-- start Dataset content --

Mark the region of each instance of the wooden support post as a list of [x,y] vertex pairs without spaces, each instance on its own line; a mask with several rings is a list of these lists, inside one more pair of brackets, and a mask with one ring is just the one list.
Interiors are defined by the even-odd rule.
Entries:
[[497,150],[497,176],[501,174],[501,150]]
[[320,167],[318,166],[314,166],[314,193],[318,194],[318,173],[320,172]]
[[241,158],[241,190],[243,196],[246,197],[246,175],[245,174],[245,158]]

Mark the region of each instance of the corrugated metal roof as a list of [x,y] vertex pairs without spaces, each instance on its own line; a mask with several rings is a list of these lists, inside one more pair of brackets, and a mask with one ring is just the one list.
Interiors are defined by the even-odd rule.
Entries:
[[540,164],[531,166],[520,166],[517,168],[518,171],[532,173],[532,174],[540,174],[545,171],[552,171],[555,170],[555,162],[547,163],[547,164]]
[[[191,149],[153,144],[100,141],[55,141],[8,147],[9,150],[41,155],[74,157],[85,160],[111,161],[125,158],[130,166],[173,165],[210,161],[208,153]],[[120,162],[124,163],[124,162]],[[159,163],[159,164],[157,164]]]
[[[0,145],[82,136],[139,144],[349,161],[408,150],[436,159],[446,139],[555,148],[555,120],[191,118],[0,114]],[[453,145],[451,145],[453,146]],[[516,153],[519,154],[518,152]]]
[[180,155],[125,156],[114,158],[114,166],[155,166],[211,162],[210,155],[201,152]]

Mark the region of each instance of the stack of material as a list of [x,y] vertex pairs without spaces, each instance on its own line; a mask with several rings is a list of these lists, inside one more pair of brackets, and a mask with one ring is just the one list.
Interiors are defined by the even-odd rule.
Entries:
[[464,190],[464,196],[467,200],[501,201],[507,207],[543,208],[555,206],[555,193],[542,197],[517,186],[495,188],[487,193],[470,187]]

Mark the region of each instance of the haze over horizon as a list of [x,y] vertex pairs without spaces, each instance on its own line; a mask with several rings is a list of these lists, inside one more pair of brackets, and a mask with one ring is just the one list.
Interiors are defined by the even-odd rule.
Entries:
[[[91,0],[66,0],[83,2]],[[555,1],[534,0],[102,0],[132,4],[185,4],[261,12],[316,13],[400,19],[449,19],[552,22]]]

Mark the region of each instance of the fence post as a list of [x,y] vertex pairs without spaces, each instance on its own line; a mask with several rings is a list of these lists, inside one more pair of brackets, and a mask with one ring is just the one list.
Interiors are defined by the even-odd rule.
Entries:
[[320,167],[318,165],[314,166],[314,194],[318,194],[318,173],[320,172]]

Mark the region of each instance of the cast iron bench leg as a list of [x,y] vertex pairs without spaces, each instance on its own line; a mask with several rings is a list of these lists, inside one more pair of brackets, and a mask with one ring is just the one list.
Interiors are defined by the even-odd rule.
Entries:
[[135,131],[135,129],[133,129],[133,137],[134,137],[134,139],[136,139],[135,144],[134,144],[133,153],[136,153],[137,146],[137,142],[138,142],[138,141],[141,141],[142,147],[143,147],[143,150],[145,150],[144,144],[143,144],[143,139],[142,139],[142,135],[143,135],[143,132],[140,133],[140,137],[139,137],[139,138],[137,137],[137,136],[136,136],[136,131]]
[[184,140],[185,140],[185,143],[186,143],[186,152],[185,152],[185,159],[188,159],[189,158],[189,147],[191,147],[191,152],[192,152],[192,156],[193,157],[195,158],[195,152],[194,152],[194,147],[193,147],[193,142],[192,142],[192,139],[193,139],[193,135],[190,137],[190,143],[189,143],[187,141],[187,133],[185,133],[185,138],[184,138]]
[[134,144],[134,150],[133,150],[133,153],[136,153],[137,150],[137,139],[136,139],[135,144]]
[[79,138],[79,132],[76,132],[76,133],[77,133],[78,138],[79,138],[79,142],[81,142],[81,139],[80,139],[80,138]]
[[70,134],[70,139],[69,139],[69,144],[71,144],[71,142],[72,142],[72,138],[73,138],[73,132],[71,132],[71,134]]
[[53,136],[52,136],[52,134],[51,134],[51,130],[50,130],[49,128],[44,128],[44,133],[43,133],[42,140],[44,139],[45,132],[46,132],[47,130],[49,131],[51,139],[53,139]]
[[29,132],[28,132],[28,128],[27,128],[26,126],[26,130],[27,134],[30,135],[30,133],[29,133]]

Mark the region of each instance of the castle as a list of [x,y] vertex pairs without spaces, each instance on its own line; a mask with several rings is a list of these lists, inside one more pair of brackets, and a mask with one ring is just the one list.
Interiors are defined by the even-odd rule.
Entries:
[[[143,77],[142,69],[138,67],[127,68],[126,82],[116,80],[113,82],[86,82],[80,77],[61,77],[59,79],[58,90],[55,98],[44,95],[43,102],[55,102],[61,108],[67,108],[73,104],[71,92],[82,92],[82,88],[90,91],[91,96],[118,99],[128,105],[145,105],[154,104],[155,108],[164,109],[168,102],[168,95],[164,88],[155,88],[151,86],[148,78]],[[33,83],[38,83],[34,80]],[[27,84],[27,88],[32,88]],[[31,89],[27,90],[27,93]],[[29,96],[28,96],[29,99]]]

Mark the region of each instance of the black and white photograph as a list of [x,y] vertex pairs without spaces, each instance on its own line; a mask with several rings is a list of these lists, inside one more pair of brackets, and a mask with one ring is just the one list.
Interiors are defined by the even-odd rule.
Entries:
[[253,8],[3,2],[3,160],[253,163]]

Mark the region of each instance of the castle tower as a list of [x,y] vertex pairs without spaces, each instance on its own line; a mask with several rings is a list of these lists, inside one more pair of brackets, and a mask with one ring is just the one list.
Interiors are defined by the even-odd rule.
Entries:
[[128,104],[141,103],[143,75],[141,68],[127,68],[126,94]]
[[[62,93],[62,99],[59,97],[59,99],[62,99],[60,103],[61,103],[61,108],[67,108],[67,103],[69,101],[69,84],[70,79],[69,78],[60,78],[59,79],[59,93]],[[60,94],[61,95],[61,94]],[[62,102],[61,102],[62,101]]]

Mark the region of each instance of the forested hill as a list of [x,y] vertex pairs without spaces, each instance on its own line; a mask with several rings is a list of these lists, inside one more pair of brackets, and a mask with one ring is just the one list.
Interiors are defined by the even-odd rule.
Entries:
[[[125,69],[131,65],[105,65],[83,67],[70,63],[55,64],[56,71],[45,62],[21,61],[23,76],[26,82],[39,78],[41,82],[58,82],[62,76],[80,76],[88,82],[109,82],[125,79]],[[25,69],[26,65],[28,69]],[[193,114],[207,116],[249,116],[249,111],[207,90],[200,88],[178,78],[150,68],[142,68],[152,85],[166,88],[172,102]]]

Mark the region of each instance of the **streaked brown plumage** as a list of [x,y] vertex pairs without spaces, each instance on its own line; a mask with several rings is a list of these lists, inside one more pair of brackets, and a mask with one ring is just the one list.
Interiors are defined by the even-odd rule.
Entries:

-- end Dataset content --

**Exercise prompt**: Please edit the listing above so that every "vertex pairs" reads "coordinate pairs", leaving everything else unchanged.

**Complete response**:
Mark the region of each instance of the wooden support post as a list of [x,y] coordinate pairs without spaces, each instance on its own line; a mask with several rings is a list of these lists, inside one more pair of brackets, and a mask with one ring is just the one list.
Interiors are defined by the even-odd rule.
Entries:
[[497,150],[497,176],[501,174],[501,150]]
[[320,167],[318,166],[314,166],[314,193],[318,194],[318,173],[320,172]]
[[241,158],[241,190],[243,196],[246,197],[246,175],[245,174],[245,158]]

Mark the region of each instance of the corrugated metal roof as a list of [x,y] coordinate pairs without spaces, each instance on its own line; a mask with several rings is a list of these lists, inside one more pair of brackets, and a mask with one ring is just the one list.
Interiors are defined by the even-odd rule.
Entries:
[[540,164],[531,166],[520,166],[517,168],[518,171],[532,173],[532,174],[540,174],[545,171],[552,171],[555,170],[555,162],[547,163],[547,164]]
[[[191,149],[153,144],[100,141],[55,141],[8,147],[9,150],[41,155],[74,157],[85,160],[111,161],[125,158],[130,166],[173,165],[210,161],[208,153]],[[120,162],[124,163],[124,162]],[[159,163],[159,164],[157,164]]]
[[[0,145],[82,136],[139,144],[349,161],[408,150],[436,159],[446,139],[555,148],[555,120],[191,118],[0,114]],[[453,145],[451,145],[453,146]],[[516,153],[519,154],[518,152]]]
[[180,155],[125,156],[114,158],[114,166],[155,166],[211,162],[210,155],[201,152]]

Mark the region of each instance of the stack of material as a list of [x,y] coordinate pairs without spaces, each instance on its own line; a mask with several rings is a list of these lists, inside one more pair of brackets, and a mask with one ring is just the one list.
Interiors are defined by the even-odd rule.
Entries:
[[464,190],[464,196],[467,200],[501,201],[507,207],[543,208],[555,206],[555,193],[542,197],[517,186],[495,188],[487,193],[470,187]]

Mark the region of each instance of the haze over horizon as a list of [x,y] coordinate pairs without spaces, each instance on its own line; a mask with several rings is a list of these lists, inside one more pair of brackets, and a mask with one ring is just the one list.
Interiors are defined by the even-odd rule.
Entries:
[[[91,0],[66,0],[83,2]],[[555,1],[534,0],[102,0],[132,4],[185,4],[261,12],[316,13],[400,19],[449,19],[552,22]]]

Mark the region of each instance of the fence post as a list of [x,y] coordinate pairs without spaces, each instance on its own line; a mask with several rings is a list of these lists, inside one more pair of brackets, and a mask with one ring is just the one list.
Interiors are defined by the even-odd rule.
Entries:
[[320,167],[318,165],[314,166],[314,194],[318,194],[318,173],[320,172]]

Mark the region of each instance of the cast iron bench leg as a list of [x,y] coordinate pairs without spaces, each instance on its own line; a mask with several rings is a list of these lists, inside one more pair of brackets, and a mask with one ring is just the one list.
Interiors are defined by the even-odd rule.
Entries:
[[135,131],[135,129],[133,129],[133,137],[134,137],[134,139],[136,139],[135,144],[134,144],[133,153],[136,153],[137,146],[137,142],[138,142],[138,141],[141,141],[142,147],[143,147],[143,150],[145,150],[144,144],[143,144],[143,139],[142,139],[142,135],[143,135],[143,132],[140,133],[140,137],[139,137],[139,138],[137,137],[137,136],[136,136],[136,131]]
[[184,140],[185,140],[185,143],[186,143],[186,152],[185,152],[185,159],[188,159],[189,158],[189,147],[191,147],[191,152],[192,152],[192,156],[193,157],[195,158],[195,152],[194,152],[194,147],[193,147],[193,142],[192,142],[192,139],[193,139],[193,135],[190,137],[190,143],[189,143],[187,141],[187,133],[185,133],[185,138],[184,138]]
[[134,144],[134,150],[133,150],[133,153],[136,153],[137,150],[137,139],[136,139],[135,144]]
[[79,138],[79,132],[76,132],[76,133],[77,133],[78,138],[79,138],[79,142],[81,142],[81,139],[80,139],[80,138]]
[[70,134],[70,139],[69,139],[69,144],[71,144],[71,142],[72,142],[72,138],[73,138],[73,132],[71,132],[71,134]]
[[53,136],[52,136],[52,134],[51,134],[51,130],[50,130],[49,128],[44,128],[44,133],[43,133],[42,140],[44,139],[45,132],[46,132],[47,130],[49,131],[51,139],[53,139]]
[[29,132],[28,132],[28,128],[27,128],[26,126],[26,130],[27,134],[30,135],[30,133],[29,133]]

Mark the region of each instance of the castle as a list of [x,y] coordinate pairs without spaces, each instance on its own line; a mask with several rings is a list of these lists, inside one more pair of brackets, and a mask with one ring is just the one list.
Interiors are defined by the even-odd rule.
Entries:
[[[143,77],[142,69],[138,67],[127,68],[126,82],[116,80],[113,82],[86,82],[80,77],[61,77],[59,79],[58,90],[55,98],[44,95],[43,102],[55,102],[61,108],[67,108],[73,104],[71,92],[82,92],[82,88],[90,91],[91,96],[118,99],[128,105],[145,105],[154,104],[155,108],[164,109],[168,102],[168,95],[164,88],[155,88],[151,86],[148,78]],[[33,83],[38,83],[34,80]],[[27,84],[27,88],[32,88]],[[31,89],[27,90],[27,93]],[[29,96],[28,96],[29,99]]]

Mark the region of each instance of the black and white photograph as a list of [x,y] coordinate pairs without spaces, each instance on its own line; a mask with several rings is a list of these lists, inside one more pair of brackets, and a mask with one ring is just the one list.
Interiors are defined by the even-odd rule.
Entries:
[[253,8],[3,2],[3,160],[253,163]]

Mark the region of each instance of the castle tower as a list of [x,y] coordinate pairs without spaces, each instance on its own line; a mask with several rings is a list of these lists, inside one more pair of brackets, and a mask with one ring is just the one list.
Interiors are defined by the even-odd rule.
Entries:
[[128,104],[141,103],[143,75],[141,68],[127,68],[126,94]]
[[[62,93],[62,99],[59,97],[59,99],[62,99],[60,103],[61,103],[61,108],[67,108],[67,103],[69,101],[69,84],[70,79],[69,78],[60,78],[59,79],[59,93]],[[60,94],[61,95],[61,94]],[[62,102],[61,102],[62,101]]]

Mark the region of each instance of the forested hill as a list of [x,y] coordinate pairs without spaces, each instance on its own line; a mask with several rings is a list of these lists, inside one more pair of brackets, and a mask with one ring is just the one list.
Interiors are defined by the even-odd rule.
Entries:
[[[125,69],[131,65],[105,65],[83,67],[70,63],[55,64],[56,71],[45,62],[21,61],[23,76],[26,82],[39,78],[41,82],[58,82],[62,76],[80,76],[88,82],[109,82],[125,79]],[[25,69],[26,65],[28,69]],[[193,114],[207,116],[249,116],[249,111],[207,90],[200,88],[178,78],[150,68],[142,68],[152,85],[166,88],[172,102]]]

Mark the region of each instance of the **streaked brown plumage** as a list of [x,y] coordinate pairs without spaces, each instance on its own line; a mask with several rings is a list of these lists, inside one more pair of brackets, and a mask with one ring is just the one list.
Interiors are defined by the even-odd rule.
Entries:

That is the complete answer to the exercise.